_Tu tarea:_
Prosigue el texto sobre el programa Gran Hermano y la privacidad, que aparece más abajo, a partir de su última oración.

_Texto de estudio:_
§ §

Los dos Big Brothers


Umberto Eco
La Jornada Semanal, suplemento de La Jornada. México, 12 de mayo.

Traducción de Annunziata Rossi.


A fines de septiembre del año pasado, se celebró en Venecia un congreso internacional sobre la privacidad. Las discusiones tocaron el tema de Gran Hermano a menudo, pero de paso, ya que desde el inicio Stefano Rodotà había advertido que ese programa no violaba la privacidad de nadie.

No hay duda de que Gran Hermano estimula el gusto voyeurista del telespectador, que goza viendo a algunos individuos en una situación no natural y que deben fingir una recíproca cordialidad, cuando de hecho están degollándose mutuamente. Pero, se sabe, la gente es malvada y desde siempre ha gozado viendo a los cristianos despedazados por los leones, a los gladiadores que entraban a la arena a sabiendas de que su supervivencia dependía de la muerte de sus compañeros; ha pagado para ver en el circo la deformidad de la mujer gorda, a los enanos tratados a patadas por el payaso en turno, o ha gozado en la plaza pública la ejecución de un condenado. Si así están las cosas, Gran Hermano es más moral, porque nadie muere, y los participantes sólo arriesgan algún desequilibrio psicológico, no más grave que el que los llevó a participar en el programa.

Es un hecho que los cristianos hubieran preferido permanecer orando en las catacumbas, que el gladiador hubiera sido más feliz siendo Petronio Árbitro, el enano si hubiera tenido el físico de Rambo, la mujer gorda el de Brigitte Bardot, y el condenado a muerte hubiera preferido el indulto. Por el contrario, los concursantes de Gran Hermano participan voluntariamente e, inclusive, estarían dispuestos a pagar con tal de obtener lo que para ellos es el valor máximo: la pública exhibición y la notoriedad.

El aspecto no educativo de Gran Hermano está en otra parte, justamente en el título escogido para este juego. Quizá muchos espectadores no saben que Gran Hermano es una alegoría inventada por Orwell, en su libro 1984. Gran Hermano era un dictador (cuyo nombre evocaba al "padrecito", es decir, a Stalin) que solo, o con una restringida nomenklatura, era capaz de espiar a todos los súbditos, minuto tras minuto, dondequiera que se encontraran. Situación atroz, que recuerda el Panóptico de Bentham, donde los carceleros pueden espiar a los presos que, por el contrario, nunca saben si son espiados y en qué momento.

§ §

_Material proporcionado:_
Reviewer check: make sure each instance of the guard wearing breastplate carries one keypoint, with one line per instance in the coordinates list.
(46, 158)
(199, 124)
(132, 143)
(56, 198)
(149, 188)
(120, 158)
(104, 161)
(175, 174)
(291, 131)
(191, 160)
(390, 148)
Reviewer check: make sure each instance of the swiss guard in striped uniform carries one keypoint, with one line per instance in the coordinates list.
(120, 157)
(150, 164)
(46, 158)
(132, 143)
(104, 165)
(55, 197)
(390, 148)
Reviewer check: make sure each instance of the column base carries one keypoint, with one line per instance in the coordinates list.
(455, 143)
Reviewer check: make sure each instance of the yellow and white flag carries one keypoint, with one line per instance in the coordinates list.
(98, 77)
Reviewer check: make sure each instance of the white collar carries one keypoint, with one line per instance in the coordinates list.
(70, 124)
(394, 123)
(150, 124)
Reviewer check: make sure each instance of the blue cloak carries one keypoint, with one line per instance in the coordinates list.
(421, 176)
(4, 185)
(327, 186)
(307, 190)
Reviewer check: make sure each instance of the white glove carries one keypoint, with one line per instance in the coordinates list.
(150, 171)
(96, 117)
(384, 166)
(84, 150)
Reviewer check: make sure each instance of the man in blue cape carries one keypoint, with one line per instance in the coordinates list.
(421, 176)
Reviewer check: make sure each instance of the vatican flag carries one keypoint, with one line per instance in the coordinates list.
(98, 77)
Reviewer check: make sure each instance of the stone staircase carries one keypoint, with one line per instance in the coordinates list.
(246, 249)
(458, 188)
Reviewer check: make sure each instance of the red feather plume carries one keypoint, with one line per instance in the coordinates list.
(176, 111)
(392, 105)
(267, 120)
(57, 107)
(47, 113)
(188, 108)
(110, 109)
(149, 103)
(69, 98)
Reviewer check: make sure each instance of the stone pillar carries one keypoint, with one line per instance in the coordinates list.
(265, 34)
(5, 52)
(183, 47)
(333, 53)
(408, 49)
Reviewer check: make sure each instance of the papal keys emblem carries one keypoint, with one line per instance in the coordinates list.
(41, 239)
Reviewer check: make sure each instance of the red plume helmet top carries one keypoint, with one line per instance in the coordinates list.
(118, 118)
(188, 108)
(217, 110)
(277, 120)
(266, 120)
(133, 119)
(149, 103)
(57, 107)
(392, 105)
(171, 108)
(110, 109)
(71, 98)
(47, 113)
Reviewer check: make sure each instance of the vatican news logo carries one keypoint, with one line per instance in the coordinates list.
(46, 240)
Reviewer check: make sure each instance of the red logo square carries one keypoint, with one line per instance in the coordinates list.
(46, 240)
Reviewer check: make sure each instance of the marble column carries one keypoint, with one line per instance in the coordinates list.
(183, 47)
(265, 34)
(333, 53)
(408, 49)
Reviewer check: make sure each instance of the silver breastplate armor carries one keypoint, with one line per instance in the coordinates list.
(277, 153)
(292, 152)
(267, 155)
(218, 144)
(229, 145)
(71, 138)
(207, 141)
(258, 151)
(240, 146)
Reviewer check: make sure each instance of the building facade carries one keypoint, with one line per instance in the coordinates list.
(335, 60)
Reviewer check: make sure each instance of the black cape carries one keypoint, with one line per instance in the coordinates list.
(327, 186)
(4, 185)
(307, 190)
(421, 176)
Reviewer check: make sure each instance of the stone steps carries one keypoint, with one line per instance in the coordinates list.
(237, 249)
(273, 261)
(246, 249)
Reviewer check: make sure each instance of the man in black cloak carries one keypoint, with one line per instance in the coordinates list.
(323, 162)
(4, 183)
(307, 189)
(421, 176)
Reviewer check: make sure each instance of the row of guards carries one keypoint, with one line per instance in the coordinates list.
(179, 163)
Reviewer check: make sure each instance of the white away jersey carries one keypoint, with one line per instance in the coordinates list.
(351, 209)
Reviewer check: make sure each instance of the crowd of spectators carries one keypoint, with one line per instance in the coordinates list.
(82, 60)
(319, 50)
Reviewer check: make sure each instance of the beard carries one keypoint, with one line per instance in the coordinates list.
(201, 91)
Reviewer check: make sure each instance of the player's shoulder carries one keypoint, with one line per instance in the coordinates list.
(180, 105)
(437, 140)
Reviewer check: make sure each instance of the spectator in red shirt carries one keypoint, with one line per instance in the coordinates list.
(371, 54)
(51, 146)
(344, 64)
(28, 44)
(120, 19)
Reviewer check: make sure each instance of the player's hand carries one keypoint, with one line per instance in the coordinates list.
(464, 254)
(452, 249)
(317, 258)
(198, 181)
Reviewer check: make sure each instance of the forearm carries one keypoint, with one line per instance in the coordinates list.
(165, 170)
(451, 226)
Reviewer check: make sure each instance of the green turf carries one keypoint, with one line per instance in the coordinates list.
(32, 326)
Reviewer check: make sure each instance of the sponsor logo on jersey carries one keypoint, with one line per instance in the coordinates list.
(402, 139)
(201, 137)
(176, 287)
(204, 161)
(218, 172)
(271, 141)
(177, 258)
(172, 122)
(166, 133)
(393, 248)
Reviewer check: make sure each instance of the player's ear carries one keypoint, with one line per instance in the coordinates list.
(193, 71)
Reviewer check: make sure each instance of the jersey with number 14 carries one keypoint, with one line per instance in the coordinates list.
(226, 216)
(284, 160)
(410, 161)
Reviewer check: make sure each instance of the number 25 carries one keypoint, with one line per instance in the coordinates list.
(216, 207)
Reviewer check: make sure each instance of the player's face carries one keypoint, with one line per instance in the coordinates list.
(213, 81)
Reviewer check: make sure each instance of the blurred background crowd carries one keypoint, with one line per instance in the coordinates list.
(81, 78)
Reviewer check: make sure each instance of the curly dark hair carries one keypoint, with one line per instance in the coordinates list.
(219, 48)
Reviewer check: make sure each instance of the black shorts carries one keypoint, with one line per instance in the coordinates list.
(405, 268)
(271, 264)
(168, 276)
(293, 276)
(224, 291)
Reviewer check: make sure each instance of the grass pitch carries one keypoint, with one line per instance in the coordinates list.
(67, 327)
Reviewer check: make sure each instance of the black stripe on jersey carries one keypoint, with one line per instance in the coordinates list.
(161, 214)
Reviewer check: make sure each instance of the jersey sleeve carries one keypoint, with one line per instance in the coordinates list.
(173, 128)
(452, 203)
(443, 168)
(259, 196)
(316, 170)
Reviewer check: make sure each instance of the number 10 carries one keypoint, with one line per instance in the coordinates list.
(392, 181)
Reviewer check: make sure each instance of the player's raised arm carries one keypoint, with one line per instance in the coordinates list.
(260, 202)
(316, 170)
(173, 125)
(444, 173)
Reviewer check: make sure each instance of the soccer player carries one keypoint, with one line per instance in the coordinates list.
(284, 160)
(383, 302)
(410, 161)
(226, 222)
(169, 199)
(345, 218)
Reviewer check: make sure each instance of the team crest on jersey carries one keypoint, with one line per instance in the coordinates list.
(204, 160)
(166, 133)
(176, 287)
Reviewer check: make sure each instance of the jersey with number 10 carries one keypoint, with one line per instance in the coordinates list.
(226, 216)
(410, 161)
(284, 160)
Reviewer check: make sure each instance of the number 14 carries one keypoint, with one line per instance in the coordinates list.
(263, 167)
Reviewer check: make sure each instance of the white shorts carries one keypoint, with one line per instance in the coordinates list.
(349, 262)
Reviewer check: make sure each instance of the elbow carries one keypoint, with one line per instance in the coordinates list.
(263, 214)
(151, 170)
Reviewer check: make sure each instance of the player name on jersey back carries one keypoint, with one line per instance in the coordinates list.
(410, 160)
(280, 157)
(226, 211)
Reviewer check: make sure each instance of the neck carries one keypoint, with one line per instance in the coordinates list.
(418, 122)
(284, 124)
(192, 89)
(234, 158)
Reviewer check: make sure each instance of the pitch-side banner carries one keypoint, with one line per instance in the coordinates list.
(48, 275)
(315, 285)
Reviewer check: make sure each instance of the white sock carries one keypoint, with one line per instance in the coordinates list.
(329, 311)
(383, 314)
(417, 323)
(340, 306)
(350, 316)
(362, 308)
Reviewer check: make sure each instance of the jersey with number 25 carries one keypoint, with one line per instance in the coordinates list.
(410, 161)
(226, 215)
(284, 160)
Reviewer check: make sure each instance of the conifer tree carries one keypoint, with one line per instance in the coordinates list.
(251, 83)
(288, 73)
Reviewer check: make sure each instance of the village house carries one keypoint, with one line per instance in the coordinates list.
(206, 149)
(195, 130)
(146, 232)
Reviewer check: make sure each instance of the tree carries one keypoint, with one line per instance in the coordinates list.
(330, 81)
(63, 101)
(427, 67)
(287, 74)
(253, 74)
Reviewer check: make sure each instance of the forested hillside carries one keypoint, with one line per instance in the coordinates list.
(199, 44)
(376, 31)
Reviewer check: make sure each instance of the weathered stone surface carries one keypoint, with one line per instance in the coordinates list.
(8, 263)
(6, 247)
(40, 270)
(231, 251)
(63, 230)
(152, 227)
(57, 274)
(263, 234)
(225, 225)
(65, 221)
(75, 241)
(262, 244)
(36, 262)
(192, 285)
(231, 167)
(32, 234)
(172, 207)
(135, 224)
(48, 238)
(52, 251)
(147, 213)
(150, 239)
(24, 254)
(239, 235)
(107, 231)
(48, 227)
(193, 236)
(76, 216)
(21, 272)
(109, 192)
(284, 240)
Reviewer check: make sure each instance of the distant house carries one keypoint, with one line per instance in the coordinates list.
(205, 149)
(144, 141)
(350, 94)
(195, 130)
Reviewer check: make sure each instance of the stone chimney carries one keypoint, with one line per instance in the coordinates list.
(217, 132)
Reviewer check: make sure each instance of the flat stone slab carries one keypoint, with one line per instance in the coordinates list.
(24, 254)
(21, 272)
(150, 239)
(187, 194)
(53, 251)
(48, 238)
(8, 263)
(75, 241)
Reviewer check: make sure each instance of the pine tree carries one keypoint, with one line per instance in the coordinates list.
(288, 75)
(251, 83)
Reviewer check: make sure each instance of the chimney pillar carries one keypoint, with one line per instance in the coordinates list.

§ §

_Respuesta:_
En el Gran Hermano de Orwell unos pocos espiaban a todos. En el programa televisivo, en cambio, todos pueden espiar a unos cuantos. Así que nos habituamos a pensar en Gran Hermano como algo muy democrático y sumamente agradable. Sin embargo, al hacer esto, olvidamos que mientras miramos la transmisión, está a nuestras espaldas el verdadero Gran Hermano, ése del cual se ocupan los congresos sobre la privacidad y que está formado por varios grupos de poder que nos controlan cuando entramos en un sitio de internet, cuando pagamos con la tarjeta de crédito en un hotel, cuando compramos algo por correo, cuando nos diagnostican una enfermedad en el hospital, e inclusive, cuando circulamos por un supermercado monitoreado por una cámara de circuito cerrado. Sabemos que si estas prácticas no son rigurosamente controladas, se podría acumular una impresionante cantidad de datos sobre nosotros que nos harían completamente transparentes, despojándonos de toda intimidad.

Mientras miramos Gran Hermano, en el fondo, estamos como un marido que, intentando en un bar un flirteo irrelevante, se siente ligeramente culpable, y no sabe que, mientras tanto, su esposa lo está traicionando de manera más contundente. Así, el título Gran Hermano nos ayuda a no saber, o a olvidar, que en ese mismo momento alguien, a nuestras espaldas, está riéndose de nosotros.